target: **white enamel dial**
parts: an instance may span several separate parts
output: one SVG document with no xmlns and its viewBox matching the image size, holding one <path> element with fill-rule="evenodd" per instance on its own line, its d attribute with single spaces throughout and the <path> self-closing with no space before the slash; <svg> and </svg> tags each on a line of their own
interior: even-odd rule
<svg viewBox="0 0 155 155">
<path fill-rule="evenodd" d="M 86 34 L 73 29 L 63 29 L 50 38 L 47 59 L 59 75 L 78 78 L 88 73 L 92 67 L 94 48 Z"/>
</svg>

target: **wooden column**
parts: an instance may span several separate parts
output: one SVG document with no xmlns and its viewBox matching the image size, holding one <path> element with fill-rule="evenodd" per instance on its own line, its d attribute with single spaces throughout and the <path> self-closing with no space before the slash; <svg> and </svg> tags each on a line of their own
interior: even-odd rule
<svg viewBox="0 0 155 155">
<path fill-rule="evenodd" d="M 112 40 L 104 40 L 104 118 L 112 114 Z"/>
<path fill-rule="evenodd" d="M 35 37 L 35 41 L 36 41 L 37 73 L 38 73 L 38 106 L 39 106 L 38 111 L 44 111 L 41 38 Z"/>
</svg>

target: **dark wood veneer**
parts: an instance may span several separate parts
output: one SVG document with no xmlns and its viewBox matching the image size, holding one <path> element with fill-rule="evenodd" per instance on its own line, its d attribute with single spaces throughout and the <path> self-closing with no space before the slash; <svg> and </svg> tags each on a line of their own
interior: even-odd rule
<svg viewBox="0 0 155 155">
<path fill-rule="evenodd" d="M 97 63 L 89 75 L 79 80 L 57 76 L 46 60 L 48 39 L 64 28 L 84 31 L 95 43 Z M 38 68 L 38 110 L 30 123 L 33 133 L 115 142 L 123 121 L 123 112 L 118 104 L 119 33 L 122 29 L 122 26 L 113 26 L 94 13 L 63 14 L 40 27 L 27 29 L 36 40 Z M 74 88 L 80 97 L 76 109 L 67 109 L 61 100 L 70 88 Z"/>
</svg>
══════
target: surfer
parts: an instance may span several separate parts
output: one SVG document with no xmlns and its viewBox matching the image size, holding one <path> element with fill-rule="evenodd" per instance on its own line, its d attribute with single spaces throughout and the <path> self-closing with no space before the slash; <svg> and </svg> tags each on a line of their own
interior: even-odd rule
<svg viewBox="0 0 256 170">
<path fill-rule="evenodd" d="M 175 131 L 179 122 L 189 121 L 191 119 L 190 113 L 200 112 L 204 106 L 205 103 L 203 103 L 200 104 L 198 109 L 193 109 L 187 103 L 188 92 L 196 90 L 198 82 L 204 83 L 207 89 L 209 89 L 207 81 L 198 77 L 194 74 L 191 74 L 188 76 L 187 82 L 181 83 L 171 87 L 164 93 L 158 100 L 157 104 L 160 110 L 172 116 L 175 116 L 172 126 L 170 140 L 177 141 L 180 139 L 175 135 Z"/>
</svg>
══════
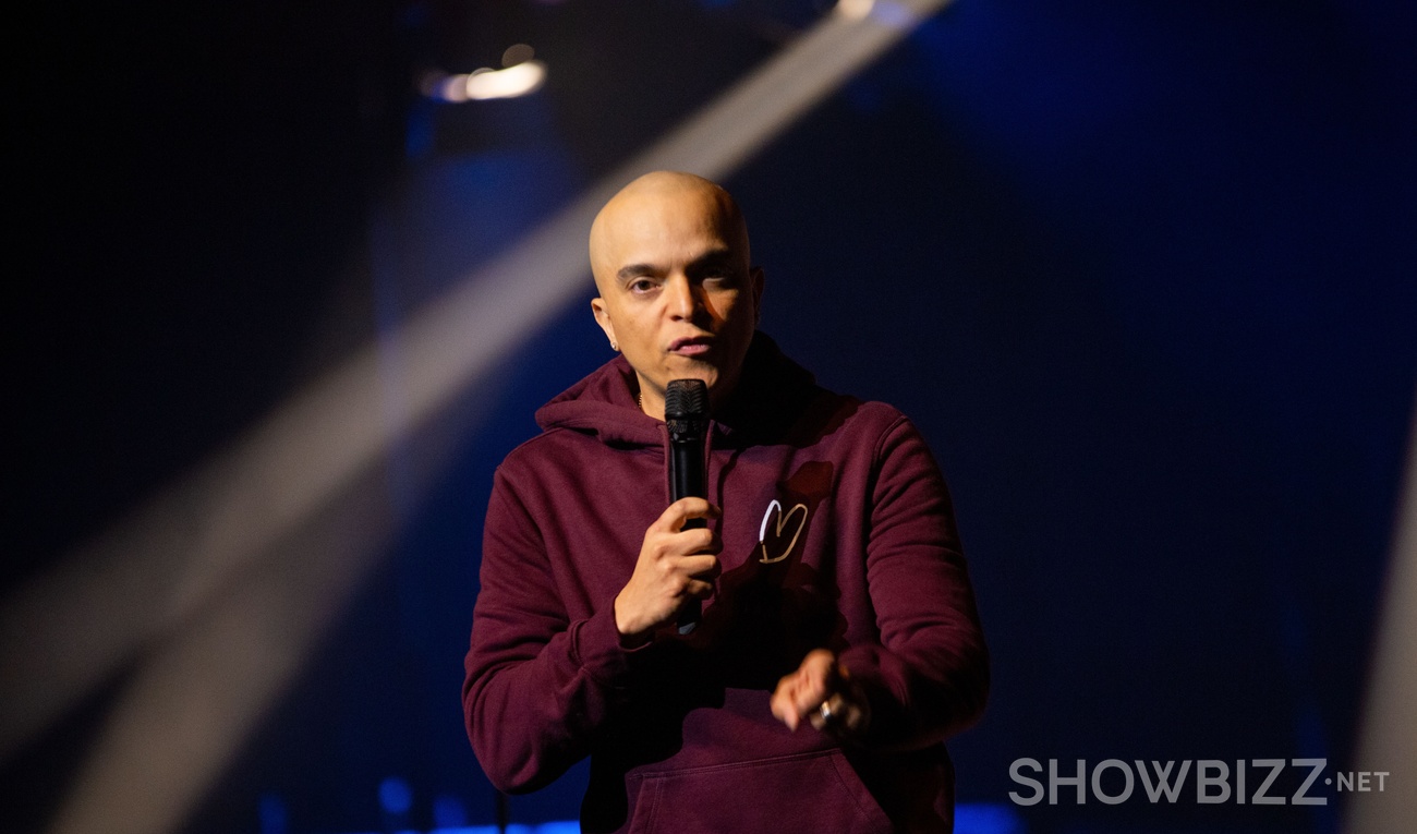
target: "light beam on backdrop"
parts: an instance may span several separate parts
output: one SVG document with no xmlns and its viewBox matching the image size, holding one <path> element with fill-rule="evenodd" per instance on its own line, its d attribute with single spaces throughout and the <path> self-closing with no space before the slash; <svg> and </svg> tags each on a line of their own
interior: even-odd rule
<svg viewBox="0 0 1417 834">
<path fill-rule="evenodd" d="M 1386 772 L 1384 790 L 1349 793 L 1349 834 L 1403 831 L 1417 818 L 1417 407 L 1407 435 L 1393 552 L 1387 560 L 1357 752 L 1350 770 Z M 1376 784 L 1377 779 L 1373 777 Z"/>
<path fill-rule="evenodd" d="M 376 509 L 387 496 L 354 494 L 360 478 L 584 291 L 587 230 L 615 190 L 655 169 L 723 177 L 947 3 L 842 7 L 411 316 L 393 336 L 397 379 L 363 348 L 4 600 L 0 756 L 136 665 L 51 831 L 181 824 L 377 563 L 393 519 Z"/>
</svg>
══════
WHAT THE TASK ASKS ▸
Give the lines of the records above as a JSON list of strings, one string per line with blank lines omitted, starting at the line containing "target: **white enamel dial**" and ending at the line containing "86 34 L 73 29", both included.

PROBLEM SOLUTION ▸
[
  "target: **white enamel dial**",
  "parts: an instance may span several separate parts",
  "output: one SVG document with no xmlns and its viewBox matching the image size, holding one <path> element with fill-rule=\"evenodd\" per instance on its own line, its d attribute with single spaces throughout and the <path> self-closing with no space before the slash; <svg> and </svg> tags each on a line of their own",
  "interior: even-odd rule",
  "<svg viewBox=\"0 0 155 155\">",
  "<path fill-rule=\"evenodd\" d=\"M 86 34 L 73 29 L 63 29 L 50 38 L 47 59 L 59 75 L 78 78 L 88 73 L 92 67 L 94 48 Z\"/>"
]